» **Passage**:

— START —

# I challenge to see real numbers not opinion



## Jcoin (Mar 1, 2008)

As I continue to read this forum the same question keeps appearing, what are the best headers and what is the best cat back system. My challenge is to see numbers from the dyno. No more opinions because you have the part on your car. I wanna see some real numbers. If possible I would love to see two people from this forum with opposite setups (e.g. SLP vs Kooks) get together and have their cars dynoed at the same time and see what the real numbers are. Theres the challenge.


----------



## PDQ GTO (Jun 21, 2007)

That's a valid challenge, but I doubt anyone will pony the coin to put this issue to bed. I suspect the Diff. is marginal at best regardless of the LT manufacturer. Also, the chances of two Goat owners only having LT's and no other Mods. is slight at best thus making the Dyno runs NA. This issue will live on I suspect. You can check-out the Dyno sheets posted by the manufacturers, but again how real/accurate are those numbers?:confused


----------



## vxssls1 (Sep 9, 2006)

that isnt really a far comparison 
best way would be before and after dyno runs,that would give a real idea of how much hp has been gained


----------



## sniper.x611 (Jan 30, 2007)

First to get a "real" comparison test you would have to use the same car, because two cars will put down different numbers, period. 

Start with a stock setup including the stock tune. Then put on header set "A" dyno and tune, because we all know to get the most you need a tune. Then you would have to remove set "A" flash the PCM back to the stock tune and put on header set "B". Then you would have to tune again. All the while you would have to let the car cool and make sure temps and such were as close as possible.

Man even the tuner is a variable.. Especially because tuning is almost an art form. So you could just dyno both Set "A" and "B" without tuning from the stock flash.. but thats not to say one set wouldn't take an advantage with a tune.

In the end I think your probably not going to be able to easily make a "This set makes 1hp more" statement without more hassle than its worth. Good request though.. I wish it were that easy.


Sniper.


----------



## 05_GTO (Mar 1, 2006)

Dyno numbers are worthless. With the big brands (kooks, stainless works, qtp) I highly doubt you will see more than a 1-3hp/tq gain.

— END —

» **Work to complete**:
1. Print the part of the header dyno thread starting with "Man even the" and going on through "with a tune.".
2. Resume the forum thread on header dyno numbers by writing what follows its final sentence.

» **Recorded information**:
— START —

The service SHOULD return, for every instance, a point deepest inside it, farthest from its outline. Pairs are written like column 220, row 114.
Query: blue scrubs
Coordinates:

— END —

» **Exercise answers**:
1.
Man even the tuner is a variable.. Especially because tuning is almost an art form. So you could just dyno both Set "A" and "B" without tuning from the stock flash.. but thats not to say one set wouldn't take an advantage with a tune.

2.
To do this correctly it would have to be done on the same car. The DA would have to be the same during each dyon run and you would have to retune for each header. I doubt ANYONE is willing to spend the time and money to do this.


----------



## 6QTS11OZ (Mar 27, 2005)

Jcoin said:


> As I continue to read this forum the same question keeps appearing, what are the best headers and what is the best cat back system. My challenge is to see numbers from the dyno. No more opinions because you have the part on your car. *I wanna see some real numbers. If possible I would love to see two people from this forum with opposite setups (e.g. SLP vs Kooks) get together and have their cars dynoed at the same time and see what the real numbers are.* Theres the challenge.


WOW what a crappy attitude and a question with way too many variables! There is no way you're going to get an accurate number when you use 2 different cars... PERIOD! The only way you're going to get an answer to what you're asking is if *you* go out and buy every header available, use the same dyno at similar ambient temps and get the results you're looking for? Then you can form your own opinion on which one you want. You come to a forum, ask a question and say you don't want opinions? How is that even possible?


----------



## LOWET (Oct 21, 2007)

Jcoin said:


> As I continue to read this forum the same question keeps appearing, what are the best headers and what is the best cat back system. My challenge is to see numbers from the dyno. No more opinions because you have the part on your car. I wanna see some real numbers. If possible I would love to see two people from this forum with opposite setups (e.g. SLP vs Kooks) get together and have their cars dynoed at the same time and see what the real numbers are. Theres the challenge.


 I have asked the same question myself when I was shopping for headers last year. Several people would tell me what their gains were but no one showed a sheet to prove it. I did a lot of reading , contacted makers and looked at several web sites and even contacted several installers. The longest lasting headers seemed to be KOOKS or SLPs. As far as HP gains they all seem to be just about the same. I don't think any brand has a big advantage over the rest. My searching told me MOST if not all LTs will come within a few HP of each other depending on your mods & bolt on items. I went with the less expensive Pacesetters, I can't say for sure what my gain was because I had a few other items done at the same time. But most likely it will be in the 14 + HP area.


----------



## 04YJ-GTO (Nov 7, 2007)

Does anybody have these LTs on there GTO?


GTO 2004-05 LS1/LS2 Dynatech SuperMaxx Long Tube Header System - DT-115-734300S


----------



## Jcoin (Mar 1, 2008)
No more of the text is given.